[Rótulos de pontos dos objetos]

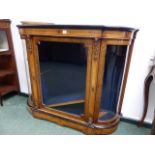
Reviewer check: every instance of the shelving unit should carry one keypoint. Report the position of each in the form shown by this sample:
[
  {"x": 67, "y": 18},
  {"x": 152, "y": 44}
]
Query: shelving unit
[{"x": 8, "y": 71}]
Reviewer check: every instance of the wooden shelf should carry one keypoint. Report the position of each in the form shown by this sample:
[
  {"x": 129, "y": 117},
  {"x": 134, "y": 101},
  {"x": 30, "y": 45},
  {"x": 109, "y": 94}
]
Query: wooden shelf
[
  {"x": 6, "y": 89},
  {"x": 6, "y": 72}
]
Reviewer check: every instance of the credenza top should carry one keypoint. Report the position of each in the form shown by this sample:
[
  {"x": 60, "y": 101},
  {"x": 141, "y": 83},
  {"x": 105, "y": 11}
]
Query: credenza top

## OBJETIVO
Substitua "credenza top" por "sideboard top" nas linhas que vão da que contém "Reviewer check: every instance of the credenza" até a última linha. Reescreva somente esse trecho e mantenha todo o restante inalterado.

## EXERCÍCIO RESOLVIDO
Reviewer check: every instance of the sideboard top should carry one keypoint. Report the position of each in the form shown by this sample:
[
  {"x": 60, "y": 101},
  {"x": 141, "y": 83},
  {"x": 105, "y": 11}
]
Query: sideboard top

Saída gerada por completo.